Free-text object descriptions:

◆ ◆ ◆

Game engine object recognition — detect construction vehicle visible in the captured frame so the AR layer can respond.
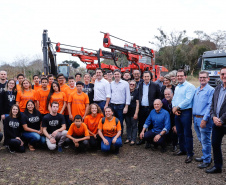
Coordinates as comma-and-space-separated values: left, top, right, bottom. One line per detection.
42, 30, 168, 80
101, 32, 168, 80
198, 49, 226, 87
42, 30, 70, 79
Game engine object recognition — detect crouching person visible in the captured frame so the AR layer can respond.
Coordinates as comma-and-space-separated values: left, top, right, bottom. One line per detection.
66, 115, 90, 152
42, 102, 67, 152
140, 99, 171, 152
98, 107, 122, 154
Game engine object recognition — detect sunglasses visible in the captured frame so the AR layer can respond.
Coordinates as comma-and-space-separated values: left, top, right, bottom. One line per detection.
130, 84, 135, 86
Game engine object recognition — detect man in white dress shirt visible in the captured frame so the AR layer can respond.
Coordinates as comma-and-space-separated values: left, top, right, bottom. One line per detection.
94, 68, 111, 112
110, 69, 130, 134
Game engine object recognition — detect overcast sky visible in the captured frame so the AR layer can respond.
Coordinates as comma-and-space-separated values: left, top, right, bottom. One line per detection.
0, 0, 225, 67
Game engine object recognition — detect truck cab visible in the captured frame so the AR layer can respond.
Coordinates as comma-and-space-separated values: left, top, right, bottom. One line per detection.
198, 49, 226, 87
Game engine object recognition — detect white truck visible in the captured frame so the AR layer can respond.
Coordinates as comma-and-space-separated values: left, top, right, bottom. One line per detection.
198, 49, 226, 87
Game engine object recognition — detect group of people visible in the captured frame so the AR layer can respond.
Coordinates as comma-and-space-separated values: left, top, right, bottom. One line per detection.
0, 67, 226, 176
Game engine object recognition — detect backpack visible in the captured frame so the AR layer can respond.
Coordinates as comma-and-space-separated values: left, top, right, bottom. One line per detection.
101, 117, 119, 125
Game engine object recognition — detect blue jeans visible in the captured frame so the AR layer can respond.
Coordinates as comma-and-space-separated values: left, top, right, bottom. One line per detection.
125, 115, 137, 141
95, 101, 106, 113
110, 104, 125, 135
101, 136, 122, 152
193, 117, 212, 163
175, 109, 193, 156
144, 130, 166, 147
22, 132, 46, 146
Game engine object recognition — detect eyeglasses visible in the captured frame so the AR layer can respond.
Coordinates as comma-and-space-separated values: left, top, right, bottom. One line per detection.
130, 84, 135, 86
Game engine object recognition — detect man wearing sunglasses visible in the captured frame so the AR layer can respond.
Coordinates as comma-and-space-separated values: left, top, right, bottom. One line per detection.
206, 67, 226, 174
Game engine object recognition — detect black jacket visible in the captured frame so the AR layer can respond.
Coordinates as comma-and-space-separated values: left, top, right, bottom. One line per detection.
138, 81, 161, 110
210, 84, 226, 126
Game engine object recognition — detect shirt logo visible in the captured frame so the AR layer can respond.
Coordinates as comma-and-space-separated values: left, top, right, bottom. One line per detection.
49, 120, 59, 126
9, 121, 20, 128
8, 95, 15, 102
29, 116, 40, 123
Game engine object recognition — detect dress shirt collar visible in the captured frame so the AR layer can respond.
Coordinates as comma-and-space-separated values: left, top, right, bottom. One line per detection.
220, 83, 226, 90
143, 81, 150, 86
197, 83, 209, 92
114, 79, 122, 83
96, 78, 104, 82
178, 80, 187, 86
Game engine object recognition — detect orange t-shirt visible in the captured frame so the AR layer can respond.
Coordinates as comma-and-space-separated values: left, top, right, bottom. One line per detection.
64, 87, 77, 115
16, 89, 35, 112
60, 84, 70, 93
68, 92, 89, 118
35, 88, 50, 114
33, 84, 41, 91
67, 122, 90, 137
16, 84, 22, 92
50, 92, 67, 114
98, 117, 121, 137
84, 113, 104, 134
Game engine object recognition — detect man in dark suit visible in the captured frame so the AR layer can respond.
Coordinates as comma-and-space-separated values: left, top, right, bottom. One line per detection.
136, 71, 161, 145
206, 67, 226, 174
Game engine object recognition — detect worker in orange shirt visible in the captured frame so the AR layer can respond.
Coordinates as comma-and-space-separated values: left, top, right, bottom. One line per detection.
57, 73, 70, 93
35, 77, 50, 117
66, 115, 90, 152
98, 107, 122, 154
16, 74, 25, 92
32, 75, 41, 91
47, 74, 54, 89
84, 103, 103, 149
16, 79, 35, 112
64, 76, 77, 129
47, 82, 67, 115
68, 81, 89, 121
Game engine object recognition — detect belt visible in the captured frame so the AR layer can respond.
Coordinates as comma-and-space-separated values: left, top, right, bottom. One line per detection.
141, 106, 150, 108
194, 115, 204, 118
95, 100, 105, 103
180, 108, 192, 112
111, 103, 124, 106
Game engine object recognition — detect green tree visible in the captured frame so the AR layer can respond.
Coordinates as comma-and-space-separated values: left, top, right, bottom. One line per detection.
62, 60, 80, 69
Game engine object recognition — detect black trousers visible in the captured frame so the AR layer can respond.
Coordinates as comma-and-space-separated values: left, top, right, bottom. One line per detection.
7, 139, 25, 153
89, 135, 101, 149
0, 132, 3, 142
212, 125, 226, 169
69, 136, 89, 152
138, 106, 152, 135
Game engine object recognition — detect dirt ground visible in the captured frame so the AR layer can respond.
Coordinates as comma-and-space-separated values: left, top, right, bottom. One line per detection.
1, 120, 226, 185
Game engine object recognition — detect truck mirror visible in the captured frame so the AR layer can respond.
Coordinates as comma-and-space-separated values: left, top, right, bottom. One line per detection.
197, 57, 202, 68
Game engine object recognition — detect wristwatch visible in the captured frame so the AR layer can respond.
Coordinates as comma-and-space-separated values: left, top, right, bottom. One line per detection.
159, 133, 162, 136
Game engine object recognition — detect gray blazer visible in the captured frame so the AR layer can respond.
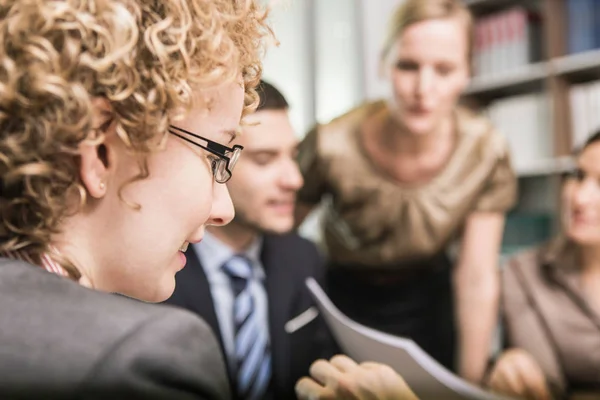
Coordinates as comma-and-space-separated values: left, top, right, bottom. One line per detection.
0, 258, 231, 399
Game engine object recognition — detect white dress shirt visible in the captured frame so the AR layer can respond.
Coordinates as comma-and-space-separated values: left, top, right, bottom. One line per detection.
195, 232, 270, 373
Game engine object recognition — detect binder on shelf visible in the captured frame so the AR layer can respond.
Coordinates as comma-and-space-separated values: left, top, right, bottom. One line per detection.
569, 80, 600, 150
567, 0, 597, 55
473, 7, 543, 78
485, 92, 552, 172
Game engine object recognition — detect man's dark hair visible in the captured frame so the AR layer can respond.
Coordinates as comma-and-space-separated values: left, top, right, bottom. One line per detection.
584, 130, 600, 149
256, 80, 289, 112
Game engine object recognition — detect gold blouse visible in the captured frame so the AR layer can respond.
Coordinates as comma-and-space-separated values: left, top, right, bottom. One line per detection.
502, 238, 600, 397
297, 101, 517, 268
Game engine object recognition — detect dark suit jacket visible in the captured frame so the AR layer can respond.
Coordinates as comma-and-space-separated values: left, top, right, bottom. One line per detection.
0, 258, 230, 400
165, 233, 337, 400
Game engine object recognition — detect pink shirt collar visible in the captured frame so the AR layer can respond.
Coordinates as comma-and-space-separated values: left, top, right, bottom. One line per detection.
2, 248, 69, 277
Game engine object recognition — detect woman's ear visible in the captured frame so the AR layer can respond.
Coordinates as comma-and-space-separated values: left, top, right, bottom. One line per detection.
79, 97, 114, 199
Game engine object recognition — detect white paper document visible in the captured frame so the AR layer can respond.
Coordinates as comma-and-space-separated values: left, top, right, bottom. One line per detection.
306, 278, 514, 400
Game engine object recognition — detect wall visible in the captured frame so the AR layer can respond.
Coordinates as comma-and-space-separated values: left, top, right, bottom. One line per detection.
314, 0, 364, 124
261, 0, 315, 136
358, 0, 405, 101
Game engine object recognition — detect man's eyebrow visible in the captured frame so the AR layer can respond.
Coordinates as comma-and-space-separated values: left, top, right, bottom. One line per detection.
222, 129, 238, 144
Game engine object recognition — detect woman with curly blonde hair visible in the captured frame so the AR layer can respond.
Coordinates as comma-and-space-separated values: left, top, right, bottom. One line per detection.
0, 0, 269, 398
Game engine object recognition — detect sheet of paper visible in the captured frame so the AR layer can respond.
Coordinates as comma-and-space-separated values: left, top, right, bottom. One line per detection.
306, 277, 513, 400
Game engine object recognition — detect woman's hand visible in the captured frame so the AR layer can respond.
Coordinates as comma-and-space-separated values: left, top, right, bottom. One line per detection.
486, 349, 552, 400
295, 355, 419, 400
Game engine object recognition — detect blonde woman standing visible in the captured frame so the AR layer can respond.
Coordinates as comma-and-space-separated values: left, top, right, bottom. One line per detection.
296, 0, 516, 384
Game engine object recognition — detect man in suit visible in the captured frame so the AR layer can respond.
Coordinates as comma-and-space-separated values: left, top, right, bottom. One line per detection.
165, 81, 336, 400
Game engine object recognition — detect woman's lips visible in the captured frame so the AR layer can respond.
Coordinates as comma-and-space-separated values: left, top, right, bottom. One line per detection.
408, 106, 431, 115
267, 200, 295, 214
178, 251, 187, 269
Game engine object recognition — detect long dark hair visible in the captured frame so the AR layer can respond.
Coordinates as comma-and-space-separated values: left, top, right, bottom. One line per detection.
562, 130, 600, 182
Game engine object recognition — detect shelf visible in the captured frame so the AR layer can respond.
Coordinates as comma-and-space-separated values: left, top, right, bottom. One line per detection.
463, 50, 600, 99
515, 156, 574, 178
464, 0, 537, 15
551, 48, 600, 83
464, 62, 548, 98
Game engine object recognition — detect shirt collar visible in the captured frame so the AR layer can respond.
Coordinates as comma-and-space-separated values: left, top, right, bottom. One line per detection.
1, 247, 70, 277
540, 236, 600, 324
196, 232, 265, 279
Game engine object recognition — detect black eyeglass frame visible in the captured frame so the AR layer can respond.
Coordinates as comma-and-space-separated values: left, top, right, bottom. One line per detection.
168, 125, 243, 184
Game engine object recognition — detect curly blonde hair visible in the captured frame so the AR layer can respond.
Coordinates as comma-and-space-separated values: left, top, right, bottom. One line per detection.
0, 0, 270, 278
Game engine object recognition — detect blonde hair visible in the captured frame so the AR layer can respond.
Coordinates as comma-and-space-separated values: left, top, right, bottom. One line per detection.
0, 0, 270, 278
380, 0, 473, 63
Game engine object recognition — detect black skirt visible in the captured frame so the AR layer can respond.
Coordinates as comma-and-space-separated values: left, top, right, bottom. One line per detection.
326, 253, 456, 371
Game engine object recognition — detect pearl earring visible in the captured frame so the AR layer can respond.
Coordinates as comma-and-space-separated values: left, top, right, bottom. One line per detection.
99, 182, 106, 190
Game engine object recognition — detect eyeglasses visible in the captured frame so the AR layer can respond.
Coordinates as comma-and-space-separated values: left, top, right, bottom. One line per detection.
168, 125, 243, 183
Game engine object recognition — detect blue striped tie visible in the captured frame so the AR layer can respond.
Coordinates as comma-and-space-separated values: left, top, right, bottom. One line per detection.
223, 255, 271, 400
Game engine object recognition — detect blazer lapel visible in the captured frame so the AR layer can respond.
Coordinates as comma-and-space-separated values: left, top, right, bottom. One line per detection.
261, 236, 294, 393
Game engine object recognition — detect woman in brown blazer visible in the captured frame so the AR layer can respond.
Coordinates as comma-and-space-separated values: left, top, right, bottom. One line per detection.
487, 131, 600, 400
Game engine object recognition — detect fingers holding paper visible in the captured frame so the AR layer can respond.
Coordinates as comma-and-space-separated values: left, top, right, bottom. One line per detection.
295, 355, 420, 400
486, 349, 551, 400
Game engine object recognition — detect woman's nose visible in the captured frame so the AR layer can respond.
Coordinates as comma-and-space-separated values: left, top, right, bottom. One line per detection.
416, 67, 434, 97
208, 182, 235, 226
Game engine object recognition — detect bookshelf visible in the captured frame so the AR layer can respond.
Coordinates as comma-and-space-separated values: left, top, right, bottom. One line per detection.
462, 0, 600, 252
552, 48, 600, 81
464, 61, 548, 98
464, 0, 600, 155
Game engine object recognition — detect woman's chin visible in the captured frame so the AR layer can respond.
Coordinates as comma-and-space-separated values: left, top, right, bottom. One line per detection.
567, 229, 600, 247
404, 121, 435, 136
128, 277, 176, 303
152, 278, 176, 303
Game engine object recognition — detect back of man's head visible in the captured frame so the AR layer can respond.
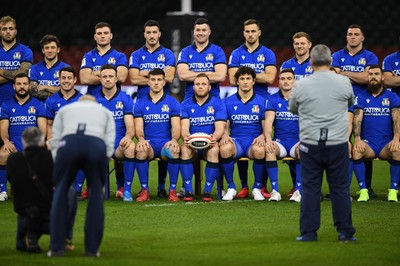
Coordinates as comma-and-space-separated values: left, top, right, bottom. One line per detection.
22, 127, 44, 148
310, 44, 331, 67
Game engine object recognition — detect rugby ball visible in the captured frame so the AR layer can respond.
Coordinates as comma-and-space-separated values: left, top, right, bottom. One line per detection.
187, 132, 213, 150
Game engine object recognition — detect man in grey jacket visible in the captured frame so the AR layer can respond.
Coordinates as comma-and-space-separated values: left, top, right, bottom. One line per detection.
48, 95, 115, 257
289, 44, 356, 242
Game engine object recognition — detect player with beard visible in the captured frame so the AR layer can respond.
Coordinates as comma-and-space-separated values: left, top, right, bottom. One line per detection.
352, 65, 400, 202
0, 73, 46, 201
180, 73, 226, 201
29, 35, 70, 100
0, 16, 33, 105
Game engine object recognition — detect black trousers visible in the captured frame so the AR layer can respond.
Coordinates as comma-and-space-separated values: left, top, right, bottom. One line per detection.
50, 134, 108, 253
299, 142, 356, 239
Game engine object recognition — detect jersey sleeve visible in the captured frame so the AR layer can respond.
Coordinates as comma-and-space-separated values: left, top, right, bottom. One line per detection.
170, 98, 181, 117
133, 99, 143, 118
214, 46, 227, 65
45, 98, 55, 120
264, 48, 276, 66
214, 99, 227, 121
28, 65, 39, 82
80, 52, 93, 69
366, 52, 378, 67
129, 50, 140, 69
177, 47, 189, 65
123, 95, 134, 115
116, 52, 128, 68
21, 46, 33, 63
0, 102, 10, 120
37, 101, 47, 118
331, 52, 341, 68
180, 101, 189, 119
165, 49, 176, 67
228, 48, 240, 68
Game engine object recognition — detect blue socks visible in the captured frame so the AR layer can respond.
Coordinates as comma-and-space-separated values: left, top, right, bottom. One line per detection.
0, 167, 7, 193
204, 162, 219, 193
266, 161, 279, 191
168, 159, 180, 191
123, 158, 135, 193
353, 159, 367, 189
221, 157, 236, 189
180, 159, 194, 193
252, 159, 265, 189
135, 158, 149, 190
390, 160, 400, 190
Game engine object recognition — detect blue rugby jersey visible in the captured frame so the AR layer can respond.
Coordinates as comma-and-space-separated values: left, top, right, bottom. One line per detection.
224, 92, 265, 140
129, 45, 176, 99
180, 95, 227, 135
134, 93, 180, 141
29, 60, 70, 88
95, 88, 133, 144
80, 48, 128, 95
382, 51, 400, 95
228, 44, 276, 98
177, 43, 226, 99
266, 90, 299, 140
281, 56, 313, 80
331, 47, 378, 96
354, 89, 400, 142
0, 42, 33, 103
0, 96, 46, 150
45, 89, 83, 120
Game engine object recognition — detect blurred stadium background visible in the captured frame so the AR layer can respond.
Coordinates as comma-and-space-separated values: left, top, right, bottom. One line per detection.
3, 0, 399, 91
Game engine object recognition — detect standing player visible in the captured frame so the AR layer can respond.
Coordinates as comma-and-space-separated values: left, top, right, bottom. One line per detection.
29, 34, 69, 100
0, 16, 33, 105
332, 24, 379, 197
95, 64, 135, 198
280, 32, 313, 198
0, 73, 46, 201
45, 66, 85, 194
133, 68, 181, 202
180, 73, 226, 201
80, 22, 129, 193
219, 66, 267, 201
382, 41, 400, 96
264, 68, 301, 202
177, 18, 227, 100
227, 19, 277, 198
128, 20, 176, 198
352, 65, 400, 202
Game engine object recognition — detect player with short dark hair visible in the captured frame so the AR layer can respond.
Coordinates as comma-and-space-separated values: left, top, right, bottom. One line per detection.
29, 34, 69, 100
94, 64, 136, 199
133, 68, 181, 202
128, 20, 176, 197
177, 18, 227, 99
332, 24, 379, 198
265, 68, 301, 202
180, 73, 227, 201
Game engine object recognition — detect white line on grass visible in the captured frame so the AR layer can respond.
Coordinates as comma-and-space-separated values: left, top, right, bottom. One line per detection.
144, 199, 256, 207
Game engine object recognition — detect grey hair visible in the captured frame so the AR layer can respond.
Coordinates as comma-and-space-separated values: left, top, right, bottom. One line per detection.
310, 44, 331, 67
22, 127, 44, 148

◆ ◆ ◆

Locate the word "orange" in the data above. Copy every line carrying it.

Exercise solution |
Game engine object recognition — detect orange t-shirt visible in the captured frame so the AR layer can respond.
Game engine object recognition — detect worker in orange shirt visible in the captured frame so the AR layer can respond.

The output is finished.